> **WRITTEN TASK**
Convert the listing into a Markdown table with the columns Row and Line, starting at the line that contains "the mountain range;" and ending with the last line of the listing. Number each row, and leave out blank lines.

> **MATERIAL TO PROCESS**
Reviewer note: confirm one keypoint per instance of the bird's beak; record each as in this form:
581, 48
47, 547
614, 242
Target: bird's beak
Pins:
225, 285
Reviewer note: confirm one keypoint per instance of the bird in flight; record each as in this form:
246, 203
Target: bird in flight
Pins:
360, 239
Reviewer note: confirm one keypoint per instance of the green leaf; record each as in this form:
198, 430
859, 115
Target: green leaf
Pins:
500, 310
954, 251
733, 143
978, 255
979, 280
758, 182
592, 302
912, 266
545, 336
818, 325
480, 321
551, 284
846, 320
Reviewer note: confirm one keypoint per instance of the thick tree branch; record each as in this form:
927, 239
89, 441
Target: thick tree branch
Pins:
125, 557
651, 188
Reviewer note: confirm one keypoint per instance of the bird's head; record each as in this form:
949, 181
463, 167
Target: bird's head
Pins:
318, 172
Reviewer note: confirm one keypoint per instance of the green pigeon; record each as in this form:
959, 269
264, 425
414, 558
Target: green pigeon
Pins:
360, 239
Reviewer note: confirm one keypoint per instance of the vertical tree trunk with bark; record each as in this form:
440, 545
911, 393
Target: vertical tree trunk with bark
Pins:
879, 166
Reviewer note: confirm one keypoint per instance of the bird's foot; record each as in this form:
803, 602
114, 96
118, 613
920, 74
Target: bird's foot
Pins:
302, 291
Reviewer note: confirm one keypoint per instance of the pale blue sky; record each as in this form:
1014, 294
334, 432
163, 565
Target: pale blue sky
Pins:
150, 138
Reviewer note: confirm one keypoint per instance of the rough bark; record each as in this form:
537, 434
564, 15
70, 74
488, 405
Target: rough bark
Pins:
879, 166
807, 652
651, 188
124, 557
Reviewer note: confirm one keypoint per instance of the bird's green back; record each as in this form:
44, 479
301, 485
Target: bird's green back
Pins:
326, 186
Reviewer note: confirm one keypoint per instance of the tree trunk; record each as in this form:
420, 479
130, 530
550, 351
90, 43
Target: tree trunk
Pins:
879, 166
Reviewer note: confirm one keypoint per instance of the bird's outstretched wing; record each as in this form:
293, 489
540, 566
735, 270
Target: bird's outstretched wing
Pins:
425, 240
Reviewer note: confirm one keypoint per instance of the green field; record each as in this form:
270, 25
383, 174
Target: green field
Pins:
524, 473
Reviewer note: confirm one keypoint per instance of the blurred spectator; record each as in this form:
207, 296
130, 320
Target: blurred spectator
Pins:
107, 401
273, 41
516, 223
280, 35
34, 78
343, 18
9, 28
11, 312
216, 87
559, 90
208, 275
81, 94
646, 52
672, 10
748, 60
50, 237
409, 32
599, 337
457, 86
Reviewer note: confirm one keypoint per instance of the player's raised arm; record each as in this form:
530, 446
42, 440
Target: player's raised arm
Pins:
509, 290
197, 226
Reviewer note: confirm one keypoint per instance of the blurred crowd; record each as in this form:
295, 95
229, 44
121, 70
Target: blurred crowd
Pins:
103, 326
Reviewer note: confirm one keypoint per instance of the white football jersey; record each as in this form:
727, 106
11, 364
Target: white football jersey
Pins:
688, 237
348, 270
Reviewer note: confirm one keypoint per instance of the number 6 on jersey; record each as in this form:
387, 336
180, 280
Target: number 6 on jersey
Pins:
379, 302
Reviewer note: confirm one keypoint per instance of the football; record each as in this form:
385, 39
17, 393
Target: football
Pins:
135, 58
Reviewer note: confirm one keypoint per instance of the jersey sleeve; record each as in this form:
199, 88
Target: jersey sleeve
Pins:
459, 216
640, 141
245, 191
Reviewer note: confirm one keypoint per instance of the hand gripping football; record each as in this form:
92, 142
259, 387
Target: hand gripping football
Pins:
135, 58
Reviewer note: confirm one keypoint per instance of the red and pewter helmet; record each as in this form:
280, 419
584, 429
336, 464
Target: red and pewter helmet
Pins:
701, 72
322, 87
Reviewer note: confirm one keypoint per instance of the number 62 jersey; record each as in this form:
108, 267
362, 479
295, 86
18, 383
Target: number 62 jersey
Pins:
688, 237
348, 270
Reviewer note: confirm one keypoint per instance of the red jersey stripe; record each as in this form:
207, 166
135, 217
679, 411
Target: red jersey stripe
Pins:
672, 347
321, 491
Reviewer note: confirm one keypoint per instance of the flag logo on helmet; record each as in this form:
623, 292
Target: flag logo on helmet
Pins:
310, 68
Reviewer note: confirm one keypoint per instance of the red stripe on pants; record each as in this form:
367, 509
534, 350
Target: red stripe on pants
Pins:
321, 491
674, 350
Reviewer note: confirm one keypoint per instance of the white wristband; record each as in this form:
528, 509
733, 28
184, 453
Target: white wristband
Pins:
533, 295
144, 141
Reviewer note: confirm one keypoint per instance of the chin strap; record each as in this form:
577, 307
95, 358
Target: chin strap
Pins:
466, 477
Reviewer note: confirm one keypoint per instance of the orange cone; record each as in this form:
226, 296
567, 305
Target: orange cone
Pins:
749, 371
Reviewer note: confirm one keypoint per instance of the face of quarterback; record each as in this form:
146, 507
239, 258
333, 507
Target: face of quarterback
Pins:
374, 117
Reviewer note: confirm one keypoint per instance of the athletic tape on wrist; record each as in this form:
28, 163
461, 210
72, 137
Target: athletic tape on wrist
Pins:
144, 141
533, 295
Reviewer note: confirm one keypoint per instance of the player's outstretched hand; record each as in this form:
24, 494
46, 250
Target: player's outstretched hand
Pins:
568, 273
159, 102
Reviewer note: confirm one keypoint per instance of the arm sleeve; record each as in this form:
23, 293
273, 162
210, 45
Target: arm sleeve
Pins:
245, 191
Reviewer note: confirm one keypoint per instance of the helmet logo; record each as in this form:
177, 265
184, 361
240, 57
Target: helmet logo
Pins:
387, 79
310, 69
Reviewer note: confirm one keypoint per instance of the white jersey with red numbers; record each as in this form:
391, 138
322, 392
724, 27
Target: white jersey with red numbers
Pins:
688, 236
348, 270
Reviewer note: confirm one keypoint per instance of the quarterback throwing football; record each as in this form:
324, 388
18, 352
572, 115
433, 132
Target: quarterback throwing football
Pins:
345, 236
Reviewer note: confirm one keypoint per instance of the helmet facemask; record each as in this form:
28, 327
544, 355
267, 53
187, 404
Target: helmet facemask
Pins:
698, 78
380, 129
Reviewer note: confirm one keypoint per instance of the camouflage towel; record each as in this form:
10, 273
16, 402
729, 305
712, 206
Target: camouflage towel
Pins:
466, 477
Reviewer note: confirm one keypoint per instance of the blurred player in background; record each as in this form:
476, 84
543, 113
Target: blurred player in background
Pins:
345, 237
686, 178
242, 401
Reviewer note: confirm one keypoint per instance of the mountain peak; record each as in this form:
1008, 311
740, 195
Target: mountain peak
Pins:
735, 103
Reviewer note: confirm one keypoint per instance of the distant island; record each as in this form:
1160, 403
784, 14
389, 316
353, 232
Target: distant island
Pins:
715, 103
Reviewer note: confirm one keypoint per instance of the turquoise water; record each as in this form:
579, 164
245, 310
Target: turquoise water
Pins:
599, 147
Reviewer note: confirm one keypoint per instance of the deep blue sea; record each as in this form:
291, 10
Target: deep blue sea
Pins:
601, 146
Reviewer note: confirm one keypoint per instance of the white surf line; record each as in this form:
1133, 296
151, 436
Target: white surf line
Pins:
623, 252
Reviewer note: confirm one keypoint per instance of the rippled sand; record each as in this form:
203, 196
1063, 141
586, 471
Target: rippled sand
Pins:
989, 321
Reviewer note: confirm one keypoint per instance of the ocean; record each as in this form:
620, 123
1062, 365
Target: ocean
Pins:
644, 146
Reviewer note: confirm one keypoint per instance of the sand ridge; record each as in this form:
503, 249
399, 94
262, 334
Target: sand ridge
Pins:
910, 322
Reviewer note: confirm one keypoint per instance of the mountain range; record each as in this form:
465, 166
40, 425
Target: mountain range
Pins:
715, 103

> **THE RESULT**
| Row | Line |
|---|---|
| 1 | Reviewer note: confirm one keypoint per instance of the mountain range; record each as in this form: |
| 2 | 465, 166 |
| 3 | 40, 425 |
| 4 | Target: mountain range |
| 5 | Pins: |
| 6 | 715, 103 |